» **What to produce**:
Go through the records underneath and write each one out again exactly.

:::

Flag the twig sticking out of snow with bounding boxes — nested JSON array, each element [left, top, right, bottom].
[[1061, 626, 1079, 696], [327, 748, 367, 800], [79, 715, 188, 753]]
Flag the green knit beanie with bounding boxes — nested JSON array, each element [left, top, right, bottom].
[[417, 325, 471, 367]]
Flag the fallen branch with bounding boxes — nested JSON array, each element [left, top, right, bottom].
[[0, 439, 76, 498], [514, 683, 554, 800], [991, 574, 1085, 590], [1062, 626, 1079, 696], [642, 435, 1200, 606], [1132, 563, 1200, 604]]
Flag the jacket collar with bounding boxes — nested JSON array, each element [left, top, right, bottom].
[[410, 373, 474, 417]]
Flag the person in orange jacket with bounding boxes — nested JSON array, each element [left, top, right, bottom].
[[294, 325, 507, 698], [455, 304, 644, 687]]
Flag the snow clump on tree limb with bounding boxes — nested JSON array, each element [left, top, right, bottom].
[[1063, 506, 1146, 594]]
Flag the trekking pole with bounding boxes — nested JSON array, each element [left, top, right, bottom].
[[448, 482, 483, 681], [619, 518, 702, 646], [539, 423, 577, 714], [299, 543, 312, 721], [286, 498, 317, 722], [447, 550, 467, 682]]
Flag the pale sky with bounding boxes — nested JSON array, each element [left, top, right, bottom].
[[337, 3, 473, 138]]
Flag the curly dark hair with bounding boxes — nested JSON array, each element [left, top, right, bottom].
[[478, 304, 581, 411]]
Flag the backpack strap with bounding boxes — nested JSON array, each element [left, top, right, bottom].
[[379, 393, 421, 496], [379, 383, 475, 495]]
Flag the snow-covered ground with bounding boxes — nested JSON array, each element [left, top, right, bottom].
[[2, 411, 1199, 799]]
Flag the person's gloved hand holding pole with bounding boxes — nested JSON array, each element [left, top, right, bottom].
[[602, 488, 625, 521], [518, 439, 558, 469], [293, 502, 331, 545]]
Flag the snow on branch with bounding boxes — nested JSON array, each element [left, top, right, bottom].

:::

» **Output for this exercise**:
Flag the twig sticking out of snow with bounding boxes — nested JSON array, each element [left, top, right, bottom].
[[1061, 626, 1079, 696], [327, 748, 367, 800], [79, 715, 188, 753]]
Flag the green knit beanie with bounding boxes — nested JSON array, each element [left, top, right, bottom].
[[417, 325, 471, 367]]
Flag the fallen branch with bounding boxes — nested JSON array, each element [left, top, right, bottom].
[[0, 439, 76, 498], [514, 683, 554, 800], [991, 574, 1085, 590], [1062, 626, 1079, 696], [642, 435, 1200, 606], [1132, 563, 1200, 604]]
Flag the jacket collar with bounding boxes — nested JSON array, each element [left, top, right, bottom].
[[410, 373, 474, 417]]
Flag the person in orange jacket with bounding boxes — nested JSON array, each element [left, top, right, bottom].
[[294, 325, 507, 698], [455, 304, 644, 687]]
Flag the snow clump on tree limb with bounding boxes — nested JSON array, each element [left, top, right, bottom].
[[1063, 506, 1146, 594]]
Flag the trekking pole with bounding boxes — nested JSON array, each element [left, top, right, bottom].
[[448, 482, 483, 681], [619, 518, 702, 646], [539, 423, 577, 714], [299, 543, 312, 721], [286, 498, 317, 722], [447, 550, 467, 682]]
Flag the pale sky with bounding boxes — nested JSON array, each element [left, top, right, bottom].
[[337, 3, 473, 138]]
Flag the curly dark hair with bounding boxes — nested JSON array, each element [left, top, right, bottom].
[[478, 304, 581, 411]]
Flag the backpack strap with bounding boxes — nested JSON array, each element [left, top, right, bottom].
[[379, 393, 421, 496], [379, 383, 475, 495]]
Flag the snow-covered ground with bounding boxes — nested JSON array, each element [left, top, right, bottom].
[[2, 411, 1199, 799]]
Flag the person's gloved hand holding pole with bounding boxes — nested JSON array, each element [left, top, right, bottom].
[[602, 488, 625, 521], [518, 439, 558, 469], [293, 502, 331, 545]]
Flag the snow on branch with bounding boxes — nested JSON array, each element [left, top, right, bottom].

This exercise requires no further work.